● COMPITO: Ricopia per intero, senza cambiare nulla, il testo sull'età dei titolari d'impresa a Bologna che trovi qui sotto.

● ESTRATTO:
┌──
I dati della Camera di Commercio: chi ha un’attività e meno di 50 anni è appena il 42% Tra i titolari è in maggioranza la fascia dai 50 ai 69 anni (48% del totale). Il nodo successione
L’imprenditore non è un lavoro per giovani. Solo 5 titolari di attività su 100, a Bologna, hanno meno di 29 anni. Se è vero che l’età media dei nostri imprenditori è di poco superiore alla media nazionale (52,2 anni contro 51,4 del totale del Paese) e leggermente inferiore a quella regionale (52,6%), il dato fa sobbalzare e la dice lunga anche sulle difficoltà di ricambio delle aziende. La metà circa (il 48%) dei titolari d’impresa bolognesi – il dato è della Camera di commercio – ha da 50 a 69 anni, il 37% da 30 a 49 anni, il 10% da 70 anni in poi. Dunque gli ultrasettantenni ‘doppiano’ percentualmente i millennials.
└──
● DATI DI PARTENZA:
┌──
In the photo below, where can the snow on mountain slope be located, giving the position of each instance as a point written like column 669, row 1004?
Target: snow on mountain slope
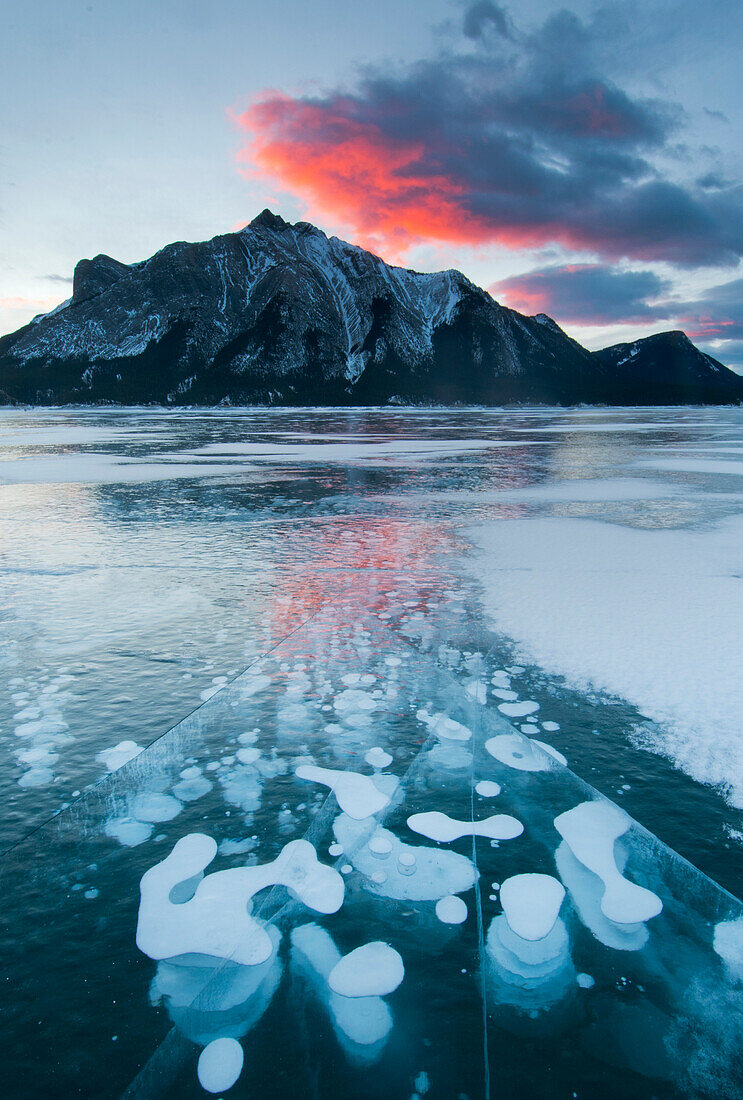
└──
● RISULTATO QUI SOTTO:
I dati della Camera di Commercio: chi ha un’attività e meno di 50 anni è appena il 42% Tra i titolari è in maggioranza la fascia dai 50 ai 69 anni (48% del totale). Il nodo successione
L’imprenditore non è un lavoro per giovani. Solo 5 titolari di attività su 100, a Bologna, hanno meno di 29 anni. Se è vero che l’età media dei nostri imprenditori è di poco superiore alla media nazionale (52,2 anni contro 51,4 del totale del Paese) e leggermente inferiore a quella regionale (52,6%), il dato fa sobbalzare e la dice lunga anche sulle difficoltà di ricambio delle aziende. La metà circa (il 48%) dei titolari d’impresa bolognesi – il dato è della Camera di commercio – ha da 50 a 69 anni, il 37% da 30 a 49 anni, il 10% da 70 anni in poi. Dunque gli ultrasettantenni ‘doppiano’ percentualmente i millennials.